**THE TASK**.
Print the range of lines that opens with the line containing "written as (53,62)." and closes with the last line of the listing. Include both ends; print nothing more.

**INPUT MATERIAL**.
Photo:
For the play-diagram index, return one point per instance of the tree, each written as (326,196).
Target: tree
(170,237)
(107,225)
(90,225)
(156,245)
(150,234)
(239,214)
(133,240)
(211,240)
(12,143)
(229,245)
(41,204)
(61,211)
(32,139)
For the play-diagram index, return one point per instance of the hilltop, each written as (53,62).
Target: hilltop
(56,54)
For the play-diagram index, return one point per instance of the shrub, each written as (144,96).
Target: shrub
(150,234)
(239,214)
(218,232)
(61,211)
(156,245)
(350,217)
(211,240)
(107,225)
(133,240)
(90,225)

**WORKED SOLUTION**.
For the play-diagram index, return one point per instance of the hilltop, each written as (53,62).
Target: hilltop
(56,54)
For the play-diagram index, return one point per instance of the shrub, each written as (144,96).
Target: shrub
(150,234)
(239,214)
(218,232)
(61,211)
(156,245)
(350,217)
(211,240)
(107,225)
(133,240)
(90,225)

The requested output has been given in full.